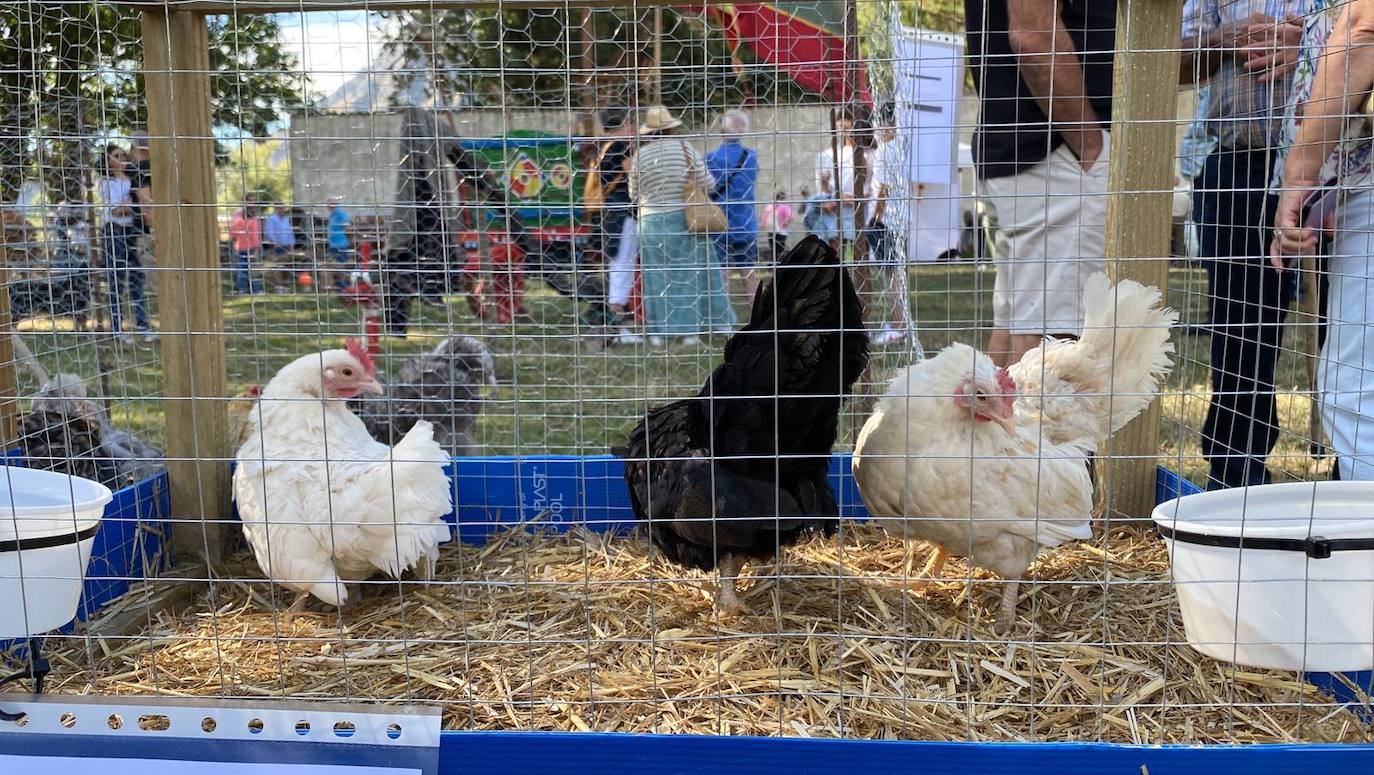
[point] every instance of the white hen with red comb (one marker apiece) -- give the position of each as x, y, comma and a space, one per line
991, 463
322, 502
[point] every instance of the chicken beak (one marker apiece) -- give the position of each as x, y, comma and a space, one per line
1006, 422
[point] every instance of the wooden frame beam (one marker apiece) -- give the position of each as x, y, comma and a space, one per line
191, 308
1139, 208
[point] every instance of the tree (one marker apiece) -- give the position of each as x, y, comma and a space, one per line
249, 173
70, 73
532, 57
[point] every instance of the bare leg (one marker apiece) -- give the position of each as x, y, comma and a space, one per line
1007, 612
727, 601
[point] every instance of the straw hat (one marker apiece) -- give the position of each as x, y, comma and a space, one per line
658, 118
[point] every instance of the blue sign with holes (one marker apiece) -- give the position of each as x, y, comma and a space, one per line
124, 735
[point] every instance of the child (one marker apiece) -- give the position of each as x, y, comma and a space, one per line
776, 221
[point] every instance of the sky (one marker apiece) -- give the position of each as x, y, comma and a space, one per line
330, 46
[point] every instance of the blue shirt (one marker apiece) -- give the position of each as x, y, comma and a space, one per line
1241, 111
278, 231
734, 190
337, 231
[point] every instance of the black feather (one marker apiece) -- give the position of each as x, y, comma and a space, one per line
742, 467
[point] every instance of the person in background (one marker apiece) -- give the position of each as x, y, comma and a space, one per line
1046, 177
735, 169
889, 212
279, 241
831, 208
776, 221
117, 242
1245, 50
617, 221
140, 177
340, 239
1329, 143
246, 239
684, 289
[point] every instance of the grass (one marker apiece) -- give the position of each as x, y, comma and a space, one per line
562, 393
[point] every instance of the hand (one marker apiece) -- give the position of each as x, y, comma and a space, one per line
1270, 47
1086, 144
1290, 235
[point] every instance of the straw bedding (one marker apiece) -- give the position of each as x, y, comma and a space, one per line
584, 631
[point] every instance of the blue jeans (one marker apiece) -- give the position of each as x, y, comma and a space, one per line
242, 276
121, 260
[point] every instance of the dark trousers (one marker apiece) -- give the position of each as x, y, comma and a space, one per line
1246, 304
121, 259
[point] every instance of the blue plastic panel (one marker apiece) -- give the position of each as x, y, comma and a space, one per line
594, 753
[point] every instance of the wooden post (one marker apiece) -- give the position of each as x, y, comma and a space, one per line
588, 59
8, 367
177, 76
1139, 204
658, 55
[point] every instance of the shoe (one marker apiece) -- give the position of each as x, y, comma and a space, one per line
889, 335
625, 337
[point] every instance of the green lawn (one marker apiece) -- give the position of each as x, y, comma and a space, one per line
562, 393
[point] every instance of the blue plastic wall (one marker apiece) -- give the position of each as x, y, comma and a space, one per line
129, 546
557, 492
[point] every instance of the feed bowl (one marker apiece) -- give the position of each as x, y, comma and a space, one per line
1277, 576
47, 525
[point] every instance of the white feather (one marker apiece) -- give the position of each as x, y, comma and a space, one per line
323, 503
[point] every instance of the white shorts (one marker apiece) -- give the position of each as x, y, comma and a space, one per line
1051, 235
623, 265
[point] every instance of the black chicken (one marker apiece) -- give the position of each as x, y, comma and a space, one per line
741, 470
443, 386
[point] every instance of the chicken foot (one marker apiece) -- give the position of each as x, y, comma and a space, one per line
929, 575
1007, 610
727, 598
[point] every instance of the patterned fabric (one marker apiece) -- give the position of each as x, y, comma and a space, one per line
1197, 143
1242, 113
1351, 164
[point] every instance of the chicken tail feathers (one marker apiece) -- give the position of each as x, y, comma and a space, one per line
1128, 327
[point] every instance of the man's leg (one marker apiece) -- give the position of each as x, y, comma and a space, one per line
1246, 308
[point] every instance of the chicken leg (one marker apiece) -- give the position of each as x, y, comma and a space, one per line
727, 599
932, 570
1007, 610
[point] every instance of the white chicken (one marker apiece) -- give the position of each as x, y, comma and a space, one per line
980, 463
322, 502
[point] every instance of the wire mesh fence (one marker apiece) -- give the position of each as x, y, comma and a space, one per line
498, 219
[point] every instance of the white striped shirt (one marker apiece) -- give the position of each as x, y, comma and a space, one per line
658, 175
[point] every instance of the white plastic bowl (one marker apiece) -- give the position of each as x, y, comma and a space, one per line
47, 525
1301, 608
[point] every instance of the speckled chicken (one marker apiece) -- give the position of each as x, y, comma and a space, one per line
66, 432
443, 386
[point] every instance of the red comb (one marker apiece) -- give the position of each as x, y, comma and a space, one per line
1006, 384
360, 353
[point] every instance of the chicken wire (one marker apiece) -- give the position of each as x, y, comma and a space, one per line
557, 616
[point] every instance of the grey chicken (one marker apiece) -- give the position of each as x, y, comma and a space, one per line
443, 386
66, 432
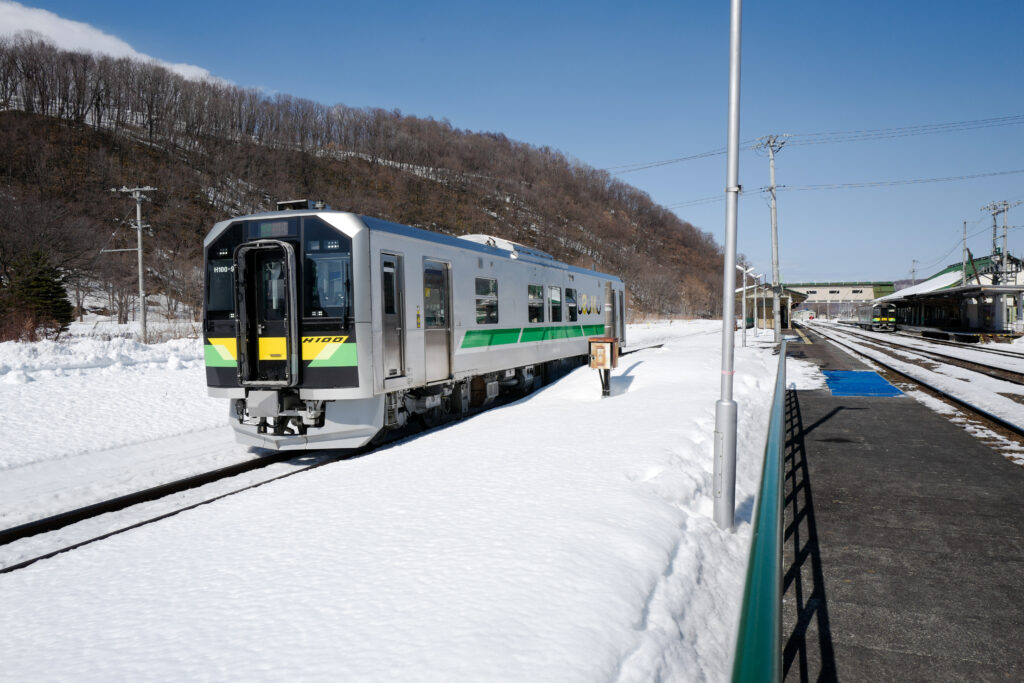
────────────────
How many lines above contain the string "black"? Letter case counts, so reply with the number alone.

2